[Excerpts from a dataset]
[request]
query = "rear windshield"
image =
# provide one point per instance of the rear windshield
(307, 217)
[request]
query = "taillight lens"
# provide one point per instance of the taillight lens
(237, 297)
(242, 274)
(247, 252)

ACTIVITY — Select and copy each line from the data that includes the word "query".

TASK RESPONSE —
query = "rear windshield"
query = "taillight lens"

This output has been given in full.